● YOUR TASK
Exclude the images and transcribe the entries below precisely.

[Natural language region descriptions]
.....
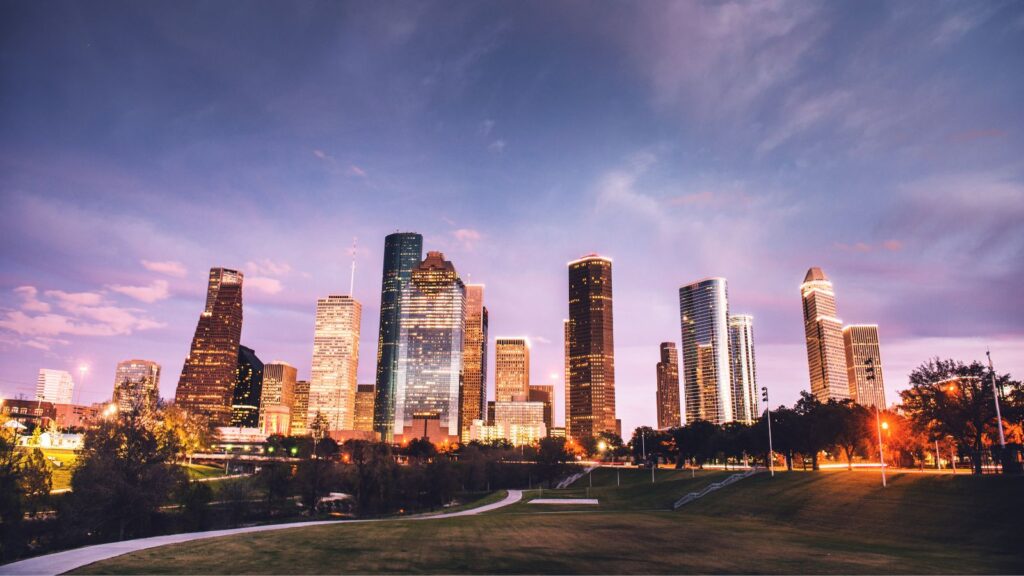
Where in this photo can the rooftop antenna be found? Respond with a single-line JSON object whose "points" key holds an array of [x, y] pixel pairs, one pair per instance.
{"points": [[351, 281]]}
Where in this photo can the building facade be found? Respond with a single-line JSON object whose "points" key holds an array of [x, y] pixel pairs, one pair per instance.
{"points": [[668, 387], [402, 252], [207, 383], [744, 375], [55, 386], [432, 324], [336, 360], [863, 365], [248, 389], [511, 369], [823, 334], [473, 398], [704, 309], [276, 398], [136, 382], [592, 356]]}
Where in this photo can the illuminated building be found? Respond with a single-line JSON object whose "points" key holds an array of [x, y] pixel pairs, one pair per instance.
{"points": [[336, 359], [474, 360], [402, 252], [863, 365], [248, 388], [433, 318], [55, 386], [364, 408], [704, 310], [668, 387], [545, 394], [744, 376], [278, 397], [207, 383], [823, 331], [136, 382], [511, 369], [592, 357], [300, 408]]}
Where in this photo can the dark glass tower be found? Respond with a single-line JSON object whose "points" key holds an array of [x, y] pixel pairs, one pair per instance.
{"points": [[207, 381], [248, 388], [402, 252]]}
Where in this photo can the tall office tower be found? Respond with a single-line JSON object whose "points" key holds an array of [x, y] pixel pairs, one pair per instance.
{"points": [[207, 381], [433, 320], [278, 397], [668, 387], [704, 311], [863, 365], [402, 252], [744, 374], [248, 389], [364, 408], [511, 369], [545, 394], [473, 399], [825, 357], [592, 355], [300, 409], [336, 359], [54, 385], [136, 383]]}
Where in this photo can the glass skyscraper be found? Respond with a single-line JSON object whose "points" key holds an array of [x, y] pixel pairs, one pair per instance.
{"points": [[430, 343], [402, 252], [207, 383], [744, 376], [704, 309]]}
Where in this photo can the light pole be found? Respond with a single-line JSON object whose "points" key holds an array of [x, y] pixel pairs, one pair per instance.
{"points": [[771, 452], [882, 455]]}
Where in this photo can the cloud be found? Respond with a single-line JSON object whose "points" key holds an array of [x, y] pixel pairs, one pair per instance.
{"points": [[158, 290], [169, 268], [30, 302], [267, 266], [264, 284]]}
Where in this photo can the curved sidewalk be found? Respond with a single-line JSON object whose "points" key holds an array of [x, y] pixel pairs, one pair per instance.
{"points": [[59, 563]]}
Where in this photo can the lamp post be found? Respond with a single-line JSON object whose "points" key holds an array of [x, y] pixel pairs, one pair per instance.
{"points": [[771, 452]]}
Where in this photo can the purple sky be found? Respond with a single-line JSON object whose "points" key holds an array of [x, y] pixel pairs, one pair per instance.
{"points": [[141, 144]]}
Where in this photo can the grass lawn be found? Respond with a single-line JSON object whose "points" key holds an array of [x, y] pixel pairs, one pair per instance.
{"points": [[835, 522]]}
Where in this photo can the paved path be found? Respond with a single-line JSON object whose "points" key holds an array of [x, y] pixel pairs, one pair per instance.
{"points": [[70, 560]]}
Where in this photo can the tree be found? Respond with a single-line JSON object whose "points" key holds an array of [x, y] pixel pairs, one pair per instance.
{"points": [[949, 399]]}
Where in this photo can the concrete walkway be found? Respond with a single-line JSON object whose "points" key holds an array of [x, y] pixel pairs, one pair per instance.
{"points": [[70, 560]]}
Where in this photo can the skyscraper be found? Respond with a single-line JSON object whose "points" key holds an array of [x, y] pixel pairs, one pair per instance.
{"points": [[336, 359], [300, 409], [592, 355], [402, 252], [744, 376], [511, 369], [823, 331], [704, 310], [207, 383], [863, 364], [248, 389], [136, 382], [474, 360], [54, 385], [278, 397], [432, 323], [364, 408], [668, 387]]}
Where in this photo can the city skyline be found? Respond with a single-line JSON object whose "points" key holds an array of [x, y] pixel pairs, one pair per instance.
{"points": [[514, 152]]}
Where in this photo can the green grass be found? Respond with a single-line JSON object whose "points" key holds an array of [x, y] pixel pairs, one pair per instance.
{"points": [[835, 522]]}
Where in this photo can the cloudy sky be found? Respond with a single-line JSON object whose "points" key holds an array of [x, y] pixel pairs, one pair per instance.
{"points": [[142, 142]]}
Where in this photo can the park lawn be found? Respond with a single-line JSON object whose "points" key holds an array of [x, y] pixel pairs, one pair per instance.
{"points": [[835, 522]]}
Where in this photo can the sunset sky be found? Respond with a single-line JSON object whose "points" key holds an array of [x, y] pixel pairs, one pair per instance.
{"points": [[143, 142]]}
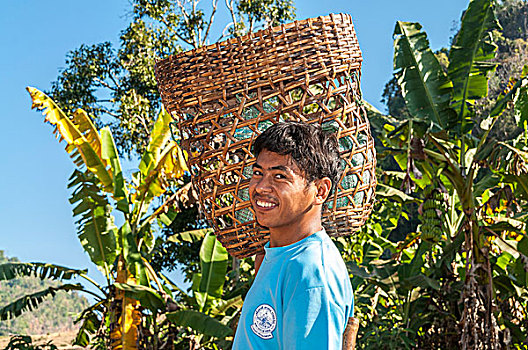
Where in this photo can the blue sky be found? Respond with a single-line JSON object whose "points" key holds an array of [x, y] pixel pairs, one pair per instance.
{"points": [[35, 37]]}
.....
● YOUR SOLUTION
Where in this photo can the rooftop antenna be found? Respond with a single-line JSON object whose "points" key holds an array of [x, y] pixel pairs, one pair per instance.
{"points": [[351, 281]]}
Where in this photo can the building facade be found? Respond with a single-line JSON object whose "points" key holds an array of [x, y] pixel pairs, one pair per instance.
{"points": [[668, 387], [402, 252], [207, 383], [744, 375], [55, 386], [432, 324], [336, 360], [863, 365], [248, 389], [511, 369], [823, 334], [473, 398], [704, 309], [276, 398], [136, 382], [592, 356]]}
Where in this photo can the illuminated building be found? Respond with a single-line JSON object whose "points" key holds an array of [x, y] pixel pairs, one pair per instance.
{"points": [[336, 359], [474, 360], [402, 252], [863, 365], [248, 388], [433, 318], [55, 386], [364, 408], [704, 310], [668, 387], [545, 394], [744, 376], [278, 397], [207, 383], [823, 331], [136, 382], [511, 369], [592, 357], [300, 408]]}
Where in this photo can the dark glass tower be found? Respond with a single-line JSON object whose "points" key holds an array of [x, y] pixel pairs, one pair per instance.
{"points": [[207, 381], [248, 388], [402, 252]]}
Where in this photo can the tall office tower be found? Respond with a single-line JSON object whose "points" key holds an array of [x, y] pixel pairs, one pair per instance.
{"points": [[207, 381], [433, 320], [278, 397], [668, 387], [704, 311], [863, 365], [402, 252], [744, 374], [248, 389], [364, 408], [511, 369], [545, 394], [473, 399], [825, 357], [592, 355], [300, 409], [336, 359], [54, 385], [136, 383]]}
Where in this photo can the glass skyscraper be found? Respond with a single-line JSON object whose "points" key holds an array of [x, y] pixel pairs, one pair per instance.
{"points": [[430, 343], [402, 252], [207, 383], [744, 376], [704, 309]]}
Where in this photo can the light pole be found? Respond with a single-line JSON object whose "points" key holds an array of [x, y] pixel pairs, one pair per instance.
{"points": [[771, 452], [882, 455]]}
Where in this photo can the cloud be found? Respond with a single-line JSON object whose "points" key holds an array of [x, y] pixel pairs, one pair per instance.
{"points": [[158, 290], [169, 268], [30, 302], [267, 266], [264, 284]]}
Where in this photo can the curved sidewalk be found? Respond with a single-line JSON object whose "points" key holds an array of [x, y] pixel pairs, one pair per instance.
{"points": [[59, 563]]}
Where in this photo can the lamp post be found? Respond with a single-line JSON object whose "points" key holds an array of [x, y] pixel pairs, one pair per instance.
{"points": [[771, 452]]}
Where in this photo can the purple sky be found? Respond with a single-line JSON object whose "points" key holds an array of [x, y] pixel pairs, one pair per instance.
{"points": [[141, 144]]}
Where in this photo can the grass lawn be found? Respond with a single-line JSON object whose "points" key holds an array of [x, y] pixel pairs, one pair per instance.
{"points": [[835, 522]]}
Where in this photo can the paved path be found? Respond with a single-line JSON object whose "points" key holds an array of [x, y] pixel pairs, one pair per instance.
{"points": [[70, 560]]}
Where in this photo can the tree be found? Respond with a single-line JSON object whose "points" key holds an array of [x, y] pixel pairs, one pair per instance.
{"points": [[949, 399]]}
Where in this photo can the concrete walkway be found? Respond with a single-line JSON object whose "points" key holds an array of [x, y] pixel pairs, one pair per instance.
{"points": [[70, 560]]}
Where in this photo can the skyscraper be found? Respond with a single-line JSON object whose "points" key holds an array of [x, y] pixel pairs, one pair per instance.
{"points": [[336, 359], [300, 409], [592, 355], [402, 252], [744, 376], [511, 369], [823, 331], [704, 310], [207, 383], [863, 364], [248, 389], [136, 382], [474, 360], [54, 385], [278, 397], [432, 323], [364, 408], [668, 387]]}
Where in this photo can the city skyline be found? Respond with a single-line JSON object whose "points" key holds an array of [x, y] pixel pairs, one pair per instance.
{"points": [[514, 152]]}
Where in this photo can the green grass be found? Respond with a single-line JSON object whose "points" key holds an array of [x, y] pixel pairs, one pair per instance.
{"points": [[835, 522]]}
Where in this photo can the cloudy sky be found? Respond with a single-line JSON object whose "points" key holds an array of [x, y] pixel pairs, one pair per instance.
{"points": [[142, 142]]}
Where in this photo can the park lawn be found? Respond with a single-line JSON object whose "points" key holds an array of [x, y] pixel pairs, one pair per instance.
{"points": [[835, 522]]}
Where in this photo can the sunset sky be found? Respond with a single-line JSON object whose "points" key holds an array of [x, y] pixel pairs, one pair per instance.
{"points": [[143, 142]]}
Where in this photo can the blue sky be found? Respond with a single-line JSON object whose "points" key holds an array of [x, y] pixel pairs, one pair per instance.
{"points": [[35, 37]]}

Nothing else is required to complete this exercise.